Count the lines of the material below that contain the word "black", with case counting, and give only that number.

::: Recorded information :::

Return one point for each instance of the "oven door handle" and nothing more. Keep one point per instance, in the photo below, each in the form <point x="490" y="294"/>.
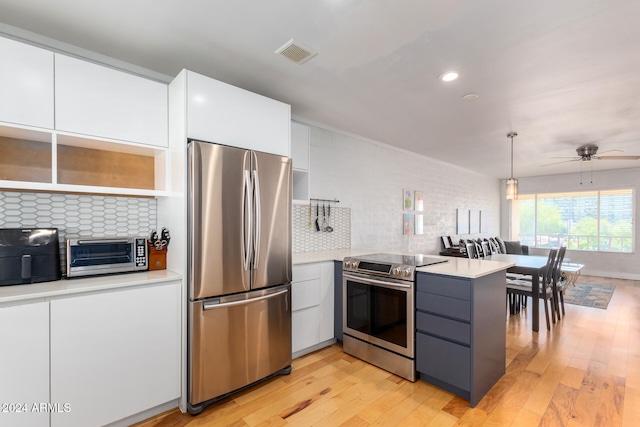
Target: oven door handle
<point x="370" y="281"/>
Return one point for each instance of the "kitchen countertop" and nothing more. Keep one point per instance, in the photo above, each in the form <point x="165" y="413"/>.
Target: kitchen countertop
<point x="333" y="255"/>
<point x="460" y="267"/>
<point x="465" y="267"/>
<point x="17" y="293"/>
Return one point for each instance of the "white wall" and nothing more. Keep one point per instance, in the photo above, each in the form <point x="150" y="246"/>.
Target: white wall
<point x="618" y="265"/>
<point x="368" y="177"/>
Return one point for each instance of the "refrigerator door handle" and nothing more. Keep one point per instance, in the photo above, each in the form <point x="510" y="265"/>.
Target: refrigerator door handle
<point x="256" y="207"/>
<point x="210" y="306"/>
<point x="247" y="218"/>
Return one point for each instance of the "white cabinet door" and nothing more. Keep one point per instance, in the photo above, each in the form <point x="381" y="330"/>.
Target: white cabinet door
<point x="305" y="328"/>
<point x="300" y="146"/>
<point x="24" y="365"/>
<point x="225" y="114"/>
<point x="98" y="101"/>
<point x="313" y="305"/>
<point x="115" y="354"/>
<point x="326" y="301"/>
<point x="26" y="84"/>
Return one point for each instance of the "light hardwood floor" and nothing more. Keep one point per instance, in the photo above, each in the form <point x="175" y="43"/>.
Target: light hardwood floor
<point x="584" y="372"/>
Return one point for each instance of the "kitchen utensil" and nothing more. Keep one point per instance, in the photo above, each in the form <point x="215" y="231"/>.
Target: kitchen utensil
<point x="153" y="238"/>
<point x="164" y="239"/>
<point x="324" y="218"/>
<point x="329" y="228"/>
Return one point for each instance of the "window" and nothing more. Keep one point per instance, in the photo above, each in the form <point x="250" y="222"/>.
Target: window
<point x="586" y="220"/>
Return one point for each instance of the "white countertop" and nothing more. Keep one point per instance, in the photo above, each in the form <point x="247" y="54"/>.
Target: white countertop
<point x="465" y="267"/>
<point x="12" y="294"/>
<point x="333" y="255"/>
<point x="455" y="266"/>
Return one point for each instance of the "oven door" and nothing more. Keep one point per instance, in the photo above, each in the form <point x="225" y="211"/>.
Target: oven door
<point x="379" y="311"/>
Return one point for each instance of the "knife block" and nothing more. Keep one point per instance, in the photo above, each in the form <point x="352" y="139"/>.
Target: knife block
<point x="157" y="258"/>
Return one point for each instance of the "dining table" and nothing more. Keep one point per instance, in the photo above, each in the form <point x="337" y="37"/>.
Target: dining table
<point x="530" y="265"/>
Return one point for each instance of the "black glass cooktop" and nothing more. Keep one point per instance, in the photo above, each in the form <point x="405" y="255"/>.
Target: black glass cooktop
<point x="412" y="260"/>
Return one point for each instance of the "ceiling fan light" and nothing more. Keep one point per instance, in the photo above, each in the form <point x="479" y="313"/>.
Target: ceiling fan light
<point x="449" y="76"/>
<point x="512" y="189"/>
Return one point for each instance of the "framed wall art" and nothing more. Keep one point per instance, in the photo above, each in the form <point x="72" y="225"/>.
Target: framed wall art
<point x="462" y="216"/>
<point x="407" y="199"/>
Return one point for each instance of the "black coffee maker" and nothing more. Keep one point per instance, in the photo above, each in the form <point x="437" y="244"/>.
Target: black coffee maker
<point x="29" y="255"/>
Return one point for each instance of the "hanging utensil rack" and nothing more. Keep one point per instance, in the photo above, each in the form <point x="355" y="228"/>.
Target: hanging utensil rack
<point x="324" y="200"/>
<point x="316" y="224"/>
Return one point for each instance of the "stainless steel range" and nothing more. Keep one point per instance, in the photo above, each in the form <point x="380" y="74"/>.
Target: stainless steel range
<point x="379" y="309"/>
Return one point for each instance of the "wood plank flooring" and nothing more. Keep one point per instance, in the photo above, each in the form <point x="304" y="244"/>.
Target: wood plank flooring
<point x="584" y="372"/>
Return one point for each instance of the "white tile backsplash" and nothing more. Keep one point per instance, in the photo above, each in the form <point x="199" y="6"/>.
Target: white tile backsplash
<point x="78" y="215"/>
<point x="368" y="178"/>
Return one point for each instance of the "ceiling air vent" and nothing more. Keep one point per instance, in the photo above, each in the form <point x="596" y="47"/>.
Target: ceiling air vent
<point x="296" y="52"/>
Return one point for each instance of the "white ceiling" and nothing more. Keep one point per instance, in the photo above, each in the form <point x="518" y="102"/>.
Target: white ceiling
<point x="560" y="73"/>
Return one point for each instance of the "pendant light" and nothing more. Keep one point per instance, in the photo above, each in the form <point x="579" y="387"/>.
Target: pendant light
<point x="512" y="183"/>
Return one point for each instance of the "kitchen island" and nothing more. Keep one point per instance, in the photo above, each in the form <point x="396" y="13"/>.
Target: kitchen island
<point x="460" y="318"/>
<point x="460" y="326"/>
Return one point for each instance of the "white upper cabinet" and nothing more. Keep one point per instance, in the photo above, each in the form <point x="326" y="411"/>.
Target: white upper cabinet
<point x="95" y="100"/>
<point x="300" y="155"/>
<point x="26" y="84"/>
<point x="300" y="146"/>
<point x="225" y="114"/>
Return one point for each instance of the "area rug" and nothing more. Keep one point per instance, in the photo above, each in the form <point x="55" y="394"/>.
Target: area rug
<point x="589" y="295"/>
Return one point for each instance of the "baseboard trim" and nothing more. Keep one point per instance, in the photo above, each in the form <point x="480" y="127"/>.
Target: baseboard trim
<point x="141" y="416"/>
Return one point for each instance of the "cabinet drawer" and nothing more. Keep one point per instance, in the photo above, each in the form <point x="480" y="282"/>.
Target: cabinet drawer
<point x="444" y="360"/>
<point x="304" y="272"/>
<point x="305" y="294"/>
<point x="446" y="328"/>
<point x="445" y="306"/>
<point x="446" y="286"/>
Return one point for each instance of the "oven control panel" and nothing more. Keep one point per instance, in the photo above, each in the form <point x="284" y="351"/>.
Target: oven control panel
<point x="398" y="271"/>
<point x="404" y="272"/>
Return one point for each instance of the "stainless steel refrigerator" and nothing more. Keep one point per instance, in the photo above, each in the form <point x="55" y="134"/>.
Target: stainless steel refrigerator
<point x="239" y="277"/>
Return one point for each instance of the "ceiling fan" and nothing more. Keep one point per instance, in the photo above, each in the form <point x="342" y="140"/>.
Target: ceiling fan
<point x="587" y="152"/>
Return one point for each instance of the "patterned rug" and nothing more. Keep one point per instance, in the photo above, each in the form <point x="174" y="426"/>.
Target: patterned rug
<point x="589" y="295"/>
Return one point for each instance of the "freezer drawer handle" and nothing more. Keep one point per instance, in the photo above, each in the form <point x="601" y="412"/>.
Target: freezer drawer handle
<point x="257" y="216"/>
<point x="210" y="306"/>
<point x="247" y="215"/>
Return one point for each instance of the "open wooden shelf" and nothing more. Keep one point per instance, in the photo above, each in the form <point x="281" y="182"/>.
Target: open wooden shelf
<point x="25" y="160"/>
<point x="54" y="161"/>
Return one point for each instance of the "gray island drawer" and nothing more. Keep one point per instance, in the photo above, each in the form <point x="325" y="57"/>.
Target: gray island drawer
<point x="444" y="360"/>
<point x="445" y="286"/>
<point x="446" y="306"/>
<point x="444" y="328"/>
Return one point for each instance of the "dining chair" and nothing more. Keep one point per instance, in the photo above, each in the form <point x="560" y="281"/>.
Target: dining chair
<point x="471" y="250"/>
<point x="559" y="282"/>
<point x="486" y="251"/>
<point x="523" y="288"/>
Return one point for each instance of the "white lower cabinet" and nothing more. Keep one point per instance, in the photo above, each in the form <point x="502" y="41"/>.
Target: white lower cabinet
<point x="24" y="365"/>
<point x="114" y="354"/>
<point x="312" y="304"/>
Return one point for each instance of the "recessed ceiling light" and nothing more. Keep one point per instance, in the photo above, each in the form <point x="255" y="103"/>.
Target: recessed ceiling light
<point x="449" y="76"/>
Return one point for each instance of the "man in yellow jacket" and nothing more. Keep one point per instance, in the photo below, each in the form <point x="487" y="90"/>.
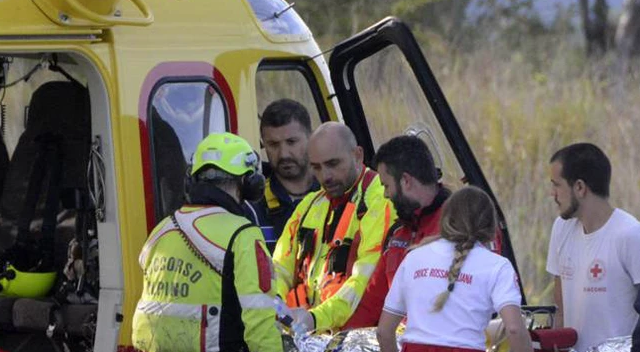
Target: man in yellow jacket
<point x="331" y="244"/>
<point x="208" y="282"/>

:::

Final result: 4